**Exercise requirements**
Rewrite every one of the lines below as a numbered list, skipping any blank lines.

**Information shown**

= = = = = = =

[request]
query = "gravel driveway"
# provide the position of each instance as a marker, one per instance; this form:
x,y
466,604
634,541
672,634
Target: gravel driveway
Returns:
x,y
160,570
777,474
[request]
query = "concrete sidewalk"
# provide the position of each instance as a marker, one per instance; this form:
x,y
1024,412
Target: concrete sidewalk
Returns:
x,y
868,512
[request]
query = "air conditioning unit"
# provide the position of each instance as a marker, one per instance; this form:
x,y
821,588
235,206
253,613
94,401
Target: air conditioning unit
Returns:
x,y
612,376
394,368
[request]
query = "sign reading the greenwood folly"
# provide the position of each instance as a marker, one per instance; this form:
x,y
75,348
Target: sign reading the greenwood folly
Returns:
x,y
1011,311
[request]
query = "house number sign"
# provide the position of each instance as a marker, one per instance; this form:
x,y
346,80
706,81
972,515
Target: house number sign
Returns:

= = = = = = =

**Finished task**
1. [request]
2. query = "gravel driveway"
3. # provide the position of each instance as a marker, one per instance; this form:
4. x,y
5. 466,604
6. 634,541
7. 672,634
8. Target: gravel driveway
9. Returns:
10. x,y
11. 160,570
12. 777,474
13. [request]
14. query = "concrete sidewalk"
15. # provide the position of each instance as a marker, one per instance; this form:
16. x,y
17. 1024,412
18. Target: concrete sidewalk
19. Returns:
20. x,y
21. 868,512
22. [request]
23. query = "air conditioning unit"
24. # provide the position of each instance as a marker, one per instance; this form:
25. x,y
26. 821,588
27. 235,206
28. 253,613
29. 94,401
30. Target: air conditioning unit
31. Returns:
32. x,y
33. 612,376
34. 394,368
35. [request]
36. query = "sign reading the greenwood folly"
37. # provide the position of each instance as a marker, one per instance; this form:
38. x,y
39. 75,348
40. Target: sign reading the greenwood folly
41. Returns:
42. x,y
43. 1011,311
44. [request]
45. query = "house number sign"
46. # provide the position of each instance as a marker, one per instance; this form:
47. x,y
48. 346,80
49. 706,81
50. 972,515
51. Target: house number sign
52. Returns:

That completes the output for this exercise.